Five hatcheries in the Central Valley produce chinook salmon smolts for release in the wild. Scientists hope to improve returns of adults. Dick Pool/Proll-Troll Fishing Products
In all, California Sea Grant awarded about $1.4 million to support nine new projects, all of which were reviewed by outside experts for their scientific merit and relevance to current marine issues. Most of the awards also include support for graduate students. The 2-to-3-year projects are slated to begin in February.
“We are very excited by the award and its potential to help guide management,” says Stephanie Carlson, an assistant professor of fish ecology at the Department of Environmental Science, Policy and Management, UC Berkeley.

__Data__.
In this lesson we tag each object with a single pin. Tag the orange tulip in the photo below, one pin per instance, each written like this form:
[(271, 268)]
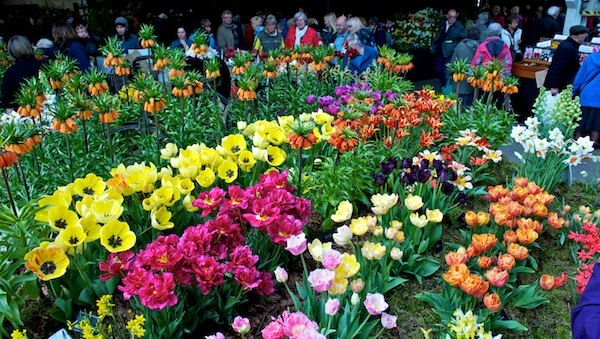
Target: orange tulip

__Written problem 1__. List every organization or institution named in the passage on salmon hatchery research.
__Written problem 2__. Resume the passage on salmon hatchery research after its final sentence.
The lines shown with the salmon research passage have no role here.

__Right answer 1__.
Proll-Troll Fishing Products
California Sea Grant
Department of Environmental Science, Policy and Management
UC Berkeley

__Right answer 2__.
Carlson, a first-time Sea Grant investigator, studies the dynamics of Pacific salmonids, their ecology and evolution, and the factors influencing their persistence. Some of her recent work has led her to believe that hatchery practices in the Central Valley may be contributing to boom-bust cycles in salmon returns. Managers currently release large numbers of salmon smolts directly into San Francisco Bay in a big pulse, creating a lottery effect, potentially, whereby lots of smolts risk entering the sea when food resources are scarce.
With Sea Grant support, she and colleagues at UC Santa Cruz and NOAA Fisheries will explore whether it might be possible to plan hatchery releases to coincide or “match” with the timing of the spring phytoplankton bloom, which ultimately generates krill, a staple for young salmon.
While Carlson’s team seeks strategies to stabilize and ultimately rebuild Central Valley salmon, another grant winner will attempt to develop a model that could help optimize hatchery releases and improve ecosystem-based fisheries management.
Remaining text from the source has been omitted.